Point annotation data:
** Start **

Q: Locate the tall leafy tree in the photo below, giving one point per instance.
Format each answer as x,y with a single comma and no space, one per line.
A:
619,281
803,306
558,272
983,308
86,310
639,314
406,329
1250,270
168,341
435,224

** End **

■ **Exercise prompt**
Please write out all the lines above again, requests included, and scale every x and y coordinate in the answers by 1.85. Round each result to a whole number, with halves rounded up.

■ **Final result**
Q: Locate the tall leafy tree in the photo below, giving one point per instance.
Format each answer as x,y with a single comma and no space, one per line.
A:
1145,520
1486,566
1032,503
1819,570
159,574
1182,581
751,609
2313,500
311,631
805,414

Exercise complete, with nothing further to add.